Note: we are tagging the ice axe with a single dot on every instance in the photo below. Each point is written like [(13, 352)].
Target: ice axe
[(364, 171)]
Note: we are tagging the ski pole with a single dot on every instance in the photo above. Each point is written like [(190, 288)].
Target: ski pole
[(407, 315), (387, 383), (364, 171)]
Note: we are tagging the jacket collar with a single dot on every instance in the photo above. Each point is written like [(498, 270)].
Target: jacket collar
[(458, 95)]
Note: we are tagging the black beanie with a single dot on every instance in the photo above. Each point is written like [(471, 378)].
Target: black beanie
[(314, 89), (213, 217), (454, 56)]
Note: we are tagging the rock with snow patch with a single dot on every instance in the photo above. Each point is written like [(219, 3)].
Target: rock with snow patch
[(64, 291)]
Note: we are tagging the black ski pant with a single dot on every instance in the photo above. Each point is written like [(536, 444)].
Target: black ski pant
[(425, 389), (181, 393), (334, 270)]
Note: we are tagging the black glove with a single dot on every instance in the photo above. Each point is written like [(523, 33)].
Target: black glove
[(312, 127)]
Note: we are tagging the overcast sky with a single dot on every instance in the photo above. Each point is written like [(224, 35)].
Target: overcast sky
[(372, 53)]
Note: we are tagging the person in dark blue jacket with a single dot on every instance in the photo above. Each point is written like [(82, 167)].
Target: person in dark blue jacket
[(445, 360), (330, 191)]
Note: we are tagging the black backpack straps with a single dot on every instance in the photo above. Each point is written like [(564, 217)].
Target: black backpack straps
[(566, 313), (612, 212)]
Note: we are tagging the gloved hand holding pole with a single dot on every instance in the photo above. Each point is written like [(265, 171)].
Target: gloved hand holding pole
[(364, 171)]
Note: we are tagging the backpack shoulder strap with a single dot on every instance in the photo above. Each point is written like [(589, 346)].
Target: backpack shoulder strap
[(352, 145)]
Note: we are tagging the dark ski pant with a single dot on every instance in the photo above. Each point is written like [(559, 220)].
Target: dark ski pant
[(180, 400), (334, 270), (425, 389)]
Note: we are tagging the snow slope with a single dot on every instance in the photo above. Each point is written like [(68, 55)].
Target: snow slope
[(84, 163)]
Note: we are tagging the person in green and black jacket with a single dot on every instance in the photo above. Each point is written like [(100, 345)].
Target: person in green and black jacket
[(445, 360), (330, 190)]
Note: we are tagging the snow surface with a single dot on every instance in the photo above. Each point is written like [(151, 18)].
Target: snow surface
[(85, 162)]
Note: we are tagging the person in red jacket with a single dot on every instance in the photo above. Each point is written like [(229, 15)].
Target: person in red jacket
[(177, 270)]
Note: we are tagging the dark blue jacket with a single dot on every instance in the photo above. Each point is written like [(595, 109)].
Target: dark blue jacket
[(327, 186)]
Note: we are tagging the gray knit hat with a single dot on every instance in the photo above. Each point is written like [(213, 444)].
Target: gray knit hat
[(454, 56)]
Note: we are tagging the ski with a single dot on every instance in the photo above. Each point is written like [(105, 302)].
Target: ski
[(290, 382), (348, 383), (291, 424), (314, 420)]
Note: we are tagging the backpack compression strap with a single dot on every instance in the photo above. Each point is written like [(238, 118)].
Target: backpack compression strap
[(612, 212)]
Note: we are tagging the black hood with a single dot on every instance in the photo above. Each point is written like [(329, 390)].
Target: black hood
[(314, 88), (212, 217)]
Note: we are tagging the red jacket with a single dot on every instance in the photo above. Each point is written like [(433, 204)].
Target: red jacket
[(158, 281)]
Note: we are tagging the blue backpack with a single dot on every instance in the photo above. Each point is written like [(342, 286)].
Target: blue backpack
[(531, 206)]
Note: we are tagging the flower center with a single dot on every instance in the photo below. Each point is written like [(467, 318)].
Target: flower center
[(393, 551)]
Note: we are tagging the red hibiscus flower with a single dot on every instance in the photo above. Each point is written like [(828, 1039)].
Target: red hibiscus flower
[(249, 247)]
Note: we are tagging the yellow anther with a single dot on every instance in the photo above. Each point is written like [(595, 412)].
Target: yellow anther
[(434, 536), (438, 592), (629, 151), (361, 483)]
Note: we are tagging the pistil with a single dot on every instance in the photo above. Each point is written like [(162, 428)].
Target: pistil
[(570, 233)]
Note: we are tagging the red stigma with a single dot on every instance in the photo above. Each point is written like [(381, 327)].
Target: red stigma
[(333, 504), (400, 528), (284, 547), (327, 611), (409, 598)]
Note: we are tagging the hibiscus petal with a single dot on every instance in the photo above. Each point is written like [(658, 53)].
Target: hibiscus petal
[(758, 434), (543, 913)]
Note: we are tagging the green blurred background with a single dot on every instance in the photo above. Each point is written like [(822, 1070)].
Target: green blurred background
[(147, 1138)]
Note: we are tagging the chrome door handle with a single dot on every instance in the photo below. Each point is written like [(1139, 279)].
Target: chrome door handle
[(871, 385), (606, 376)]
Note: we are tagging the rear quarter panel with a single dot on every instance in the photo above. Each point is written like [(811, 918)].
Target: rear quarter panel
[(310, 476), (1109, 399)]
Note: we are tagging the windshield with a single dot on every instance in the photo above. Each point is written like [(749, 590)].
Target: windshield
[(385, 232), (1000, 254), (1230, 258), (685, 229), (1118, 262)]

◆ Problem description ◆
An exact reproduction of all the entries above is required.

◆ Result for this exercise ◆
Note: we are tagging the ice axe with a single dot on every instance in the photo below. Each point is written like [(13, 352)].
Target: ice axe
[(364, 171)]
Note: we are tagging the ski pole with a single dot on every instance in the photo above. Each point is written like [(190, 288)].
Target: ski pole
[(407, 315), (387, 383), (364, 171)]
Note: we are tagging the jacket collar with a single dot on every instance in the photo above. Each point is written like [(498, 270)].
Target: jacket collar
[(458, 95)]
Note: we are tagging the black beanie with a single dot on every instance in the photo above. Each point is written like [(471, 378)].
Target: black beanie
[(314, 89), (213, 217), (454, 56)]
Note: we are tagging the rock with snow patch with a single dot on every instance in the photo above. Each point is written like [(219, 3)].
Target: rock with snow patch
[(64, 291)]
Note: we are tagging the black ski pant with a single dot on every instance in the photo above. Each point is written like [(536, 444)].
Target: black ski pant
[(425, 389), (181, 393), (334, 270)]
Note: we are tagging the black glove with a single dot on every instance in the photo above. Each point is written like [(523, 33)].
Target: black glove
[(312, 127)]
Note: we are tagging the overcast sky with a single dot on every instance in the photo above. Each point is written like [(224, 35)].
Target: overcast sky
[(372, 53)]
Note: we are tagging the person in dark blue jacket with a single dot on every instance in the photo above. Each point is written like [(82, 167)].
Target: person in dark blue jacket
[(445, 360), (330, 191)]
Note: we are tagging the black backpack straps with a single dot on every instance in the photo above. Each point is written like [(564, 217)].
Target: black backpack straps
[(566, 313), (612, 212)]
Note: we are tagging the gloved hand holding pole with a single dot on every instance in the photo above. Each point is written like [(265, 171)].
Target: gloved hand holding pole
[(364, 171)]
Note: we are tagging the backpack shoulder strap with a single dot on every instance in the photo above. Each point is written like [(589, 346)].
Target: backpack shoulder strap
[(352, 145)]
Note: we are tagging the dark ski pant with a single dot on every instance in the photo above. Each point is written like [(559, 220)].
Target: dark ski pant
[(180, 400), (334, 270), (425, 389)]
Note: we are tagging the snow slope with a single dot on every instance in the photo above. Each point is written like [(68, 55)].
Target: snow slope
[(84, 163)]
Note: we are tagging the person in green and black jacket with a single dot on every instance in the photo above. Each point is written like [(100, 345)].
Target: person in green and black jacket
[(445, 360), (330, 190)]
Note: we are tagging the snow surface with a single dot on every instance in the photo above. Each point is written like [(151, 18)].
Target: snow surface
[(85, 162)]
Note: we are tagging the person in red jacket with a single dot on every instance in the photo above. Each point is written like [(229, 15)].
Target: person in red jacket
[(177, 270)]
Note: we are tagging the dark blue jacket with a single dot on every instance in the photo above. Each point is written like [(595, 109)].
Target: dark blue jacket
[(327, 186)]
Note: we are tagging the gray knit hat with a single dot on every instance in the photo above. Each point is written like [(213, 444)].
Target: gray knit hat
[(454, 56)]
Note: we are tagging the ski with a single dot on every instance in the photo above. Each point is written like [(105, 302)].
Target: ski
[(290, 382), (348, 383), (291, 424), (314, 420)]
Note: we are tagging the backpack compression strap with a single dot on every instance in the photo above. Each point is written like [(238, 118)].
Target: backpack compression strap
[(612, 212)]
Note: we are tagging the black hood with a single dot on every instance in the photo above. Each point is written like [(329, 390)].
Target: black hood
[(314, 88), (212, 217)]
Note: we are tagging the red jacket with a single dot on every instance in the photo above. Each point is written like [(433, 204)].
Target: red jacket
[(158, 281)]
Note: we are tagging the blue backpack with a single dot on every instance in the photo above. Each point is written like [(342, 286)].
Target: blue backpack
[(531, 206)]
Note: we are tagging the flower center with a single dot on every instance in the photo below. Each point is written like [(467, 318)].
Target: flower center
[(393, 551)]
Note: we are tagging the red hibiscus flower with a single dot on every instance in the photo above. Each point is written like [(828, 1039)].
Target: red hibiscus flower
[(249, 247)]
Note: we are tagging the yellow anther with a single dot on every instance in the photo above. Each point is written like [(595, 412)].
Target: yellow anther
[(434, 536), (438, 592), (629, 151), (361, 483)]
Note: we are tagging the pistil with a single dot on every instance in the photo above. Each point is written like [(162, 428)].
Target: pistil
[(570, 233)]
Note: we are tagging the red stigma with a single dot on every instance in the photo above. Each point is written like [(381, 327)].
Target: red stigma
[(333, 504), (400, 528), (284, 547), (327, 611), (409, 598)]
Note: we are tagging the hibiscus petal with a single dot on every instance in the photo above. Each point is written like [(658, 53)].
Target: hibiscus petal
[(758, 434), (543, 913)]
Note: we are tagging the green blurred background with a single dot on every instance in the photo above. Each point is written like [(822, 1070)].
Target: green blurred background
[(147, 1138)]
Note: we are tagging the chrome door handle with a single dot on every instance in the photo below. Each point is written like [(1139, 279)].
Target: chrome door handle
[(871, 385), (606, 376)]
Note: we are tagging the rear quarter panel with a single dot on every instance in the photo above. Each point is written like [(811, 918)].
Target: rear quarter panel
[(310, 476), (1109, 399)]
Note: we are tagging the windshield with a single dot on every instance in the photo above. Each point is written like [(749, 590)].
Target: windshield
[(385, 232), (1000, 254), (1230, 258), (685, 229), (1118, 262)]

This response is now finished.